§ Consigne 1
Relevez chaque ligne des enregistrements ci-dessous qui contient la chaîne « ceiling », en tenant compte de la casse.

§ Texte fourni
____________________

C'est vrai, on a toujours l'impression que les tornades, les tremblements de terre et autres joyeusetés de ce style sont exclusivement réservés aux pays qui ne peuvent pas se le permettre, des pays pauvres ou en voie de développement. On peut effectivement se dire que si l'Europe, par exemple, a prospéré depuis deux ou trois millénaires, c'est justement parce qu'elle est relativement à l'abri de ce genre d'horreurs. Ses volcans sont éteints, pour la plupart, ou en sommeil prolongé, les deux plaques européennes et africaines ont l'air de pas trop mal s'entendre, contrairement à leurs peuples et surtout à celles du Pacifique qui n'arrêtent pas de se prendre la tête, quant aux tornades, on les laisse au continent américain, à qui ça a l'air de tant plaire culturellement. Donc, hormis quelques inondations assez mineures, comparées aux catastrophes qu'on observe sur les autres continents, on a pas trop à se plaindre. Du coup, pour compenser, on se fait quelques guerres, auxquelles on invite d'autres pays non européens pour en faire des conflits mondiaux, on massacre des peuples entiers... Comme le dit d'une façon si imagée une expression particulièrement en vogue en ce moment, on n'est pas au pays des Bisounours.
En revanche, le Japon... La pauvre Cécile Duflot s'est bel et bien trompée, après vérification l'archipel nippon figure bien au nord de l'Équateur, autre signe qu'on a moins de chance statistiquement de finir sous trente mètres d'eau ou dans un glissement de terrain. Surtout, il s'agit là d'un des pays les plus riches les plus puissants au monde. Et, tandis que des pays sont quasiment rayés de la carte dès qu'un tremblement de terre y franchit la barre de 7 sur l'échelle de Richter, on nous apprends depuis l'enfance que le Japon, habitué depuis toujours à ce phénomène puisque littéralement bâtit sur une des failles les moins dociles du monde, est parfaitement équipé pour les affronter, puisque ses bâtiments sont tous construits de façon anti-sismiques. Du coup, la Terre peut tortiller de la plaque, nos amis nippons avaient tout prévu.

____________________

§ Données fournies
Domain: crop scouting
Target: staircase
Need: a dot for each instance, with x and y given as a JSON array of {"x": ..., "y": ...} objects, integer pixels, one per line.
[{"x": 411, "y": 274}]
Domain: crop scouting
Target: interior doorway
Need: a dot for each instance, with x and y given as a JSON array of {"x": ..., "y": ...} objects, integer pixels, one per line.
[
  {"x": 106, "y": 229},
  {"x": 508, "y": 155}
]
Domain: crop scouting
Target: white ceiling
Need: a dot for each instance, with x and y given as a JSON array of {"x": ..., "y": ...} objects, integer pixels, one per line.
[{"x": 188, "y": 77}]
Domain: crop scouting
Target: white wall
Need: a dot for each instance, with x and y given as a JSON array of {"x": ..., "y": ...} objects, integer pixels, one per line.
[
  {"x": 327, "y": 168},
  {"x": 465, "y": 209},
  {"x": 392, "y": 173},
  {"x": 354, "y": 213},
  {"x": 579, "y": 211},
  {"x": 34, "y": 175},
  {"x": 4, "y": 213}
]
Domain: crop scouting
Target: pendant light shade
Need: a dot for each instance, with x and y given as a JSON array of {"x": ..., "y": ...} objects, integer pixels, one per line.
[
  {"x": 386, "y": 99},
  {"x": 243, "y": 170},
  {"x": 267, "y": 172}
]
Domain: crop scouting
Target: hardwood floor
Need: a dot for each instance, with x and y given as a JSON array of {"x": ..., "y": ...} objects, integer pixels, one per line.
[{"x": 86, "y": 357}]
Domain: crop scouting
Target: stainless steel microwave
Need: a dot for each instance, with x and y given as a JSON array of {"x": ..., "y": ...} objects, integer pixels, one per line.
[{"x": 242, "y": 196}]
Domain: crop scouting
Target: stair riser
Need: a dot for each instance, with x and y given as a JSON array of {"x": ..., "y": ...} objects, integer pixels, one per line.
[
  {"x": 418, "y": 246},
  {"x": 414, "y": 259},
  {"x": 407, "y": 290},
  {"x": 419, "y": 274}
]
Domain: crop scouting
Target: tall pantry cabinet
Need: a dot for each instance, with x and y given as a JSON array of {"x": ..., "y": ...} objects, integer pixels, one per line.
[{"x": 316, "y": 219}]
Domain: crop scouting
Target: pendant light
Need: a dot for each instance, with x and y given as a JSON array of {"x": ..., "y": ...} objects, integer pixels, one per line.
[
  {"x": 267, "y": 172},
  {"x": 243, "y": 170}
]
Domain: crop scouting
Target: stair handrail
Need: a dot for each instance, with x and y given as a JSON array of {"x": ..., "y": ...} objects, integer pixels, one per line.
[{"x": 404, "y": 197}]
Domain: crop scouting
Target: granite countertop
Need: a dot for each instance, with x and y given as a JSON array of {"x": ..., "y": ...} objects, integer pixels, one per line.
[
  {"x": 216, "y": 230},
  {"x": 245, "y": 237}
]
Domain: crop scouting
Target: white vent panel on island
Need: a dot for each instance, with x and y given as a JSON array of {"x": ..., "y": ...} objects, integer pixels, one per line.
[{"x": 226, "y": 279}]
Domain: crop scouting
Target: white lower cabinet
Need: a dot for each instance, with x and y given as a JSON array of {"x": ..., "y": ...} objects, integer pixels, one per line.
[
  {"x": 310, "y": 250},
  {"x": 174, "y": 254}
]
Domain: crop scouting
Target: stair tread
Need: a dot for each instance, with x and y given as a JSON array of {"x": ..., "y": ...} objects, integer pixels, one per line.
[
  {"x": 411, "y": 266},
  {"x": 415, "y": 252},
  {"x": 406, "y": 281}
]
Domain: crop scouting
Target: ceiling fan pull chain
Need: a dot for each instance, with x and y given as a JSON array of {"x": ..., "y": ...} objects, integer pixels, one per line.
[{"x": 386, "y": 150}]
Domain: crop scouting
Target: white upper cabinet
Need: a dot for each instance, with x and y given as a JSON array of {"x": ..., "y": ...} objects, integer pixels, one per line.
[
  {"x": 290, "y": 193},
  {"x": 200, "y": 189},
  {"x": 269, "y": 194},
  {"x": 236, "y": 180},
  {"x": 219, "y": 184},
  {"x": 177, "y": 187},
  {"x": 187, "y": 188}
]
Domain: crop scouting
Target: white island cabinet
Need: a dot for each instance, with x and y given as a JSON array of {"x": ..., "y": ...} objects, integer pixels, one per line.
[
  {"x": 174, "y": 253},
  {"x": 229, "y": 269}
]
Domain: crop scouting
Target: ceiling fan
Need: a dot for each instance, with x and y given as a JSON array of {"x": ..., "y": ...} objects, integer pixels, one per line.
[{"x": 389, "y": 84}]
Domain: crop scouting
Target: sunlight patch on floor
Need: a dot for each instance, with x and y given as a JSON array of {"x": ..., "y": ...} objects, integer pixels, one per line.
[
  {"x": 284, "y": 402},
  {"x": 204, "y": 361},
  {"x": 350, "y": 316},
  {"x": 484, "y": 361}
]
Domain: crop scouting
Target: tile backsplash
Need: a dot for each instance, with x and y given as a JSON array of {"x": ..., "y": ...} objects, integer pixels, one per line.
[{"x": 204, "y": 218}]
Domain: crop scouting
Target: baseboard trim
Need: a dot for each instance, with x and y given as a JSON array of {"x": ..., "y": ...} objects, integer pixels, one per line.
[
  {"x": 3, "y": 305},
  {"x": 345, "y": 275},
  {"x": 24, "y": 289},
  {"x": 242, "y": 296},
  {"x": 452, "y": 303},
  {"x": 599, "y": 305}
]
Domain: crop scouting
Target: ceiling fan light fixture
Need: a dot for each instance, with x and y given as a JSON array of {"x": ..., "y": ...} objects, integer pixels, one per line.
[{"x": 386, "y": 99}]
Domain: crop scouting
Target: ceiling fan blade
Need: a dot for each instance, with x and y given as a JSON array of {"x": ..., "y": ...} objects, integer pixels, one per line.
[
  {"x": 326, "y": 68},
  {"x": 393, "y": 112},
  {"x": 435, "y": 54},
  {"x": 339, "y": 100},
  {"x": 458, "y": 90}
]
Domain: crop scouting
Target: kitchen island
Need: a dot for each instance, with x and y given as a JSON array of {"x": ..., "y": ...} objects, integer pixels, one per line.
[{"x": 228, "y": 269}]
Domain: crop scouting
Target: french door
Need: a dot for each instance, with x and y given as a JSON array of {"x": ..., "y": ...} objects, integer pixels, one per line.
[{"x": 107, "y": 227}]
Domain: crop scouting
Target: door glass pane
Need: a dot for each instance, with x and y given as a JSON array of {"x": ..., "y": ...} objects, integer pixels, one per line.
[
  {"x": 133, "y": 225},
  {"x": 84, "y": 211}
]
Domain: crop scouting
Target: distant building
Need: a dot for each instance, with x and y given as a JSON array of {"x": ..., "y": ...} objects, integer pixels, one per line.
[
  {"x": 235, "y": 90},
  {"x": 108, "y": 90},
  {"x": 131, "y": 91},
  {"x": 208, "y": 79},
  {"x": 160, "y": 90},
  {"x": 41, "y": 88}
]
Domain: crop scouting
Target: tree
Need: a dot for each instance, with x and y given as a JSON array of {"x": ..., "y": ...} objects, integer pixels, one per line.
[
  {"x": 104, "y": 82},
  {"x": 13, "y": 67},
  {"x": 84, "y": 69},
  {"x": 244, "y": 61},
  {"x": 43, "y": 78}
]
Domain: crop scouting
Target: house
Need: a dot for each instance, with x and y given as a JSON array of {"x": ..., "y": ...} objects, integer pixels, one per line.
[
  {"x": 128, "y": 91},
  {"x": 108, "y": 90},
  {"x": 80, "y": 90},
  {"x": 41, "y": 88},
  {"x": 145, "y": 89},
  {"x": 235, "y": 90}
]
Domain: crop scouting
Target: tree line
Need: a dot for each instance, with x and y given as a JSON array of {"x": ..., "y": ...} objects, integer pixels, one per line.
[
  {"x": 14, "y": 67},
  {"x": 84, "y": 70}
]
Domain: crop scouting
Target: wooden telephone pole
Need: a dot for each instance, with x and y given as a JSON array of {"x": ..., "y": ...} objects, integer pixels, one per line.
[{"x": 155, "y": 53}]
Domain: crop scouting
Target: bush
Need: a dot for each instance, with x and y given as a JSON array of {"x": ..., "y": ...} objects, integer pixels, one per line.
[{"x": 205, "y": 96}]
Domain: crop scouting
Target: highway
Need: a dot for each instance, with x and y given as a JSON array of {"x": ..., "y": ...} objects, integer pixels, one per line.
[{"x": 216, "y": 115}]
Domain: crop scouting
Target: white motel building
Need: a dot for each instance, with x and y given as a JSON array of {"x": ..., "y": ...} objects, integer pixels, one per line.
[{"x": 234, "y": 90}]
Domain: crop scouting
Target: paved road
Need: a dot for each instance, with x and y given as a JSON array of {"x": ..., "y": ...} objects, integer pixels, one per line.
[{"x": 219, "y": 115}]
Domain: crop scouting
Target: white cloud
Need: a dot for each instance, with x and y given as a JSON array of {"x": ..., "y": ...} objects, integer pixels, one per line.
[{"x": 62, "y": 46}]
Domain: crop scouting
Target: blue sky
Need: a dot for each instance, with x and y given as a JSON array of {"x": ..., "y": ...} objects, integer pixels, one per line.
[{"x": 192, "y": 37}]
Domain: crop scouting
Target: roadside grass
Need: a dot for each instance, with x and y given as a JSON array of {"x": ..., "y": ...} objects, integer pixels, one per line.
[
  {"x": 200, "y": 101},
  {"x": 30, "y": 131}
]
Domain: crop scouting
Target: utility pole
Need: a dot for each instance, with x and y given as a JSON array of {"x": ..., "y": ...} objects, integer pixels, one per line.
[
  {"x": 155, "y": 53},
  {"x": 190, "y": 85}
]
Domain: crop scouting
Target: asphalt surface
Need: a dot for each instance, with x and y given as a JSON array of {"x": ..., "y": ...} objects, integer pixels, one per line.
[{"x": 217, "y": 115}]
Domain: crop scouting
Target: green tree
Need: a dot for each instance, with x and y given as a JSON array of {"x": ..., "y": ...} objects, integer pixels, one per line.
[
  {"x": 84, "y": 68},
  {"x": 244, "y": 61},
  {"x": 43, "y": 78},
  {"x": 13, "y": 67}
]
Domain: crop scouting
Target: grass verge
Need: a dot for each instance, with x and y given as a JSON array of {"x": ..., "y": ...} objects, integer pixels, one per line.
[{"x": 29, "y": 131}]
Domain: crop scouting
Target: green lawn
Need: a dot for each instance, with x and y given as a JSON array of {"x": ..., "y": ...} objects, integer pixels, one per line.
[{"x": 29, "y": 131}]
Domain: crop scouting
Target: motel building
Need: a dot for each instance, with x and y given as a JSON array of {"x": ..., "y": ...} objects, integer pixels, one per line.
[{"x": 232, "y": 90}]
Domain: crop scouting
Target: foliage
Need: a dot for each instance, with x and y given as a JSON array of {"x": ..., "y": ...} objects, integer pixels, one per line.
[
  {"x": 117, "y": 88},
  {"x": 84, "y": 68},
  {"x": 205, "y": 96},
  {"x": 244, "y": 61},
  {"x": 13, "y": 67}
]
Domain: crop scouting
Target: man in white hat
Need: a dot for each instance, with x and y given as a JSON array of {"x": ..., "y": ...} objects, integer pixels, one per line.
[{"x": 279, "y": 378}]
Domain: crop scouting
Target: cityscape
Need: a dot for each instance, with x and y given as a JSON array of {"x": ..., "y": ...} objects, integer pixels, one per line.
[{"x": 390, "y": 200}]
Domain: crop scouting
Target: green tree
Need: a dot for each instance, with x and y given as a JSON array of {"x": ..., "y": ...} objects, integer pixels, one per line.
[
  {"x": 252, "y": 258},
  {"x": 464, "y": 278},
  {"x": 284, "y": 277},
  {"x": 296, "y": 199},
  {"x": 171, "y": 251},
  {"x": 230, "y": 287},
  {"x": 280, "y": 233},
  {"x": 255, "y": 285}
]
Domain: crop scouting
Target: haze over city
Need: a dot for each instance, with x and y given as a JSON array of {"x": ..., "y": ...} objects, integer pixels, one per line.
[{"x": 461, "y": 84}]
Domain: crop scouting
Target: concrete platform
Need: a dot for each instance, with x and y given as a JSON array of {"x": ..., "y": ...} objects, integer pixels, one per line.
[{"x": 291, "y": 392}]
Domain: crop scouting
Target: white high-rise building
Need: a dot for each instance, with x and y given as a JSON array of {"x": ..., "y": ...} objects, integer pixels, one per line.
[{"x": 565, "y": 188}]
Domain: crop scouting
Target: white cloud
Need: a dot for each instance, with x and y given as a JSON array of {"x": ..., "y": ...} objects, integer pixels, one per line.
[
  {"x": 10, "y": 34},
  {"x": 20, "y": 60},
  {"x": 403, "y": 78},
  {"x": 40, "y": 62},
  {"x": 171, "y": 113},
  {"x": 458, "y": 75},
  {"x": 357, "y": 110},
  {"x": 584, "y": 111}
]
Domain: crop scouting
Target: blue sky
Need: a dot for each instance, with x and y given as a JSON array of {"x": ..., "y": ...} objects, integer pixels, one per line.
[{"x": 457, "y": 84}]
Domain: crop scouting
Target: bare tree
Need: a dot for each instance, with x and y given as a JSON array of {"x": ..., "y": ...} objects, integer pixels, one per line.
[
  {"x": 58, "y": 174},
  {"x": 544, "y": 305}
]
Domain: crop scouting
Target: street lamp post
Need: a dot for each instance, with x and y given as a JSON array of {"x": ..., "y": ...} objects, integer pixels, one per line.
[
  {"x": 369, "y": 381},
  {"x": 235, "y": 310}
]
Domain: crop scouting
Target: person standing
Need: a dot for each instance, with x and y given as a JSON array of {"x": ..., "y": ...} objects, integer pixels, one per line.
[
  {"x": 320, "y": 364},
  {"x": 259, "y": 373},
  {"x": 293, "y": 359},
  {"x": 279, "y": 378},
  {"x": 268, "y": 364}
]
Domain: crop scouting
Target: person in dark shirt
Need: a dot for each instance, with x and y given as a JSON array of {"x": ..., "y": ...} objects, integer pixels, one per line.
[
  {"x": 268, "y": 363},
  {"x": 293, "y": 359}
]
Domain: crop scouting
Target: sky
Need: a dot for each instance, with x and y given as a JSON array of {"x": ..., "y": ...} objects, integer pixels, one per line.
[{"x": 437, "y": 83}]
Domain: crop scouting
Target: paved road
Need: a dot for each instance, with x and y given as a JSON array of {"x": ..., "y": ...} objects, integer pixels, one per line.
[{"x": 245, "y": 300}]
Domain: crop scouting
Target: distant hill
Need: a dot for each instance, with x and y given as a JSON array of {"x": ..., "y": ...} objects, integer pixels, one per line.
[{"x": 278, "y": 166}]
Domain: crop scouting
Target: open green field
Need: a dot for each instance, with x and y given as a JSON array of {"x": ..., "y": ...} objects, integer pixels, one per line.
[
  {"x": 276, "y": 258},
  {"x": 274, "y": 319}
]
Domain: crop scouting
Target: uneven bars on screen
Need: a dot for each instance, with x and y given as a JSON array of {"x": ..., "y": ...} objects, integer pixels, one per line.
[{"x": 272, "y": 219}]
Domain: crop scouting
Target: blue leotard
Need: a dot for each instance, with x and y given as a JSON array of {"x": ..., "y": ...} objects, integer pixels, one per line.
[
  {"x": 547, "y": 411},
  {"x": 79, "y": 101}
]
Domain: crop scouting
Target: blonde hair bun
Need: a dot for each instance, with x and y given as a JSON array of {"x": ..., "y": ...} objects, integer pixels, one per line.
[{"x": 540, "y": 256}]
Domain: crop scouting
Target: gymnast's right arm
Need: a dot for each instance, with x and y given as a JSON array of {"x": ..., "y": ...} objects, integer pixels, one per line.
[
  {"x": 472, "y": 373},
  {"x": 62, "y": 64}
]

____________________

§ Consigne 2
Rédigez la suite du texte sur les catastrophes naturelles et le Japon, en reprenant après sa dernière phrase.

§ Bonne réponse 1
Target: white ceiling
Target: ceiling fan pull chain
Target: ceiling fan
Target: ceiling fan light fixture
Target: ceiling fan blade

§ Bonne réponse 2
Et c'est ça qui fait flipper, qui nous fait peur. Certes, la seule faille connue dans notre secteur, quand elle se réveille, provoque des dégâts relativement mineurs. A part à l'Aquila, bien sûr. On a quelques volcans, évidemment, mais ces derniers servent plus à vendre de l'eau minérale qu'à faire vivre les habitants du Puy dans une peur latente de disparaître un jour comme ceux de Pompeï. L'Italie, encore, si proche, et tellement en train de bâtir des centrales nucléaires dans des zones à risques. Mais on est quand même un pays développé, comme le Japon, et comme lui on se croit à l'abri, parce qu'on a tout prévu. Et parce que ça n'arrive plus qu'aux autres, comme les guerres ou les révolutions.
Là-bas, il y a une ville dont le nom m'a échappé qui était protégée d'éventuels Tsunamis par une digue gigantesque figurant dans le Guinness des records, capable de résister à une vague de sept mètres de haut, ou un truc du genre. Cette digue n'a pas résisté à la vague. Les villes qui ont été rasées sous les yeux effarés du monde civilisé étaient sûrement constituées de bâtiments anti-sismiques. Et effectivement, on en est actuellement QUE à une quinzaine de milliers de morts, sans parler des disparus, quand le Tsunami en Indonésie en a fait 20 fois plus. Est-ce sa richesse et sa puissance technologique qui ont protégé le Japon d'un nombre à six chiffres ? Si c'est le cas, c'est encore terriblement insuffisant.
Et puis évidemment y a cette centrale nucléaire. Les Verts ont été accusés d'opportunisme en réclamant la fin du nucléaire en France, comme s'ils ne l'avaient jamais fait avant... ça n'a rien à voir avec l'UMP qui se découvre des réflexes xénophobes depuis dix ans - et pas seulement quelques semaines - parce qu'il y a des voix à récupérer à sa droite, après avoir gueulé contre les loups comme les autres. La sortie du nucléaire est de toutes façons inéluctable, à long terme malheureusement, parce que ça reste une technologie barbare, dépassée, anachronique et incroyablement dangereuse. L'éolienne ou le solaire sont peut-être plus chères, aussi moches soit-disant, mais tellement plus sûres. Mais le lobby du nucléaire, en France, est un des plus puissants au monde. Et d'ici à ce qu'on fasse comme les Allemands dans le Land du Bade-Wurtenberg, à savoir décider d'éteindre les centrales, et le temps que ça puisse se faire, pas sûr que nos enfants puissent vivre un jour dans un monde définitivement débarrassé de cette grosse merde.
Difficile, dans un pays comme le Japon où on est jamais très loin de la mer, de bâtir des centrales très éloignées du rivage. Mais au bord de la mer, fallait quand même le faire. Résister à l'argent qu'elles rapportent tant qu'elles ne vous pètent pas à la gueule, c'est encore plus difficile, manifestement.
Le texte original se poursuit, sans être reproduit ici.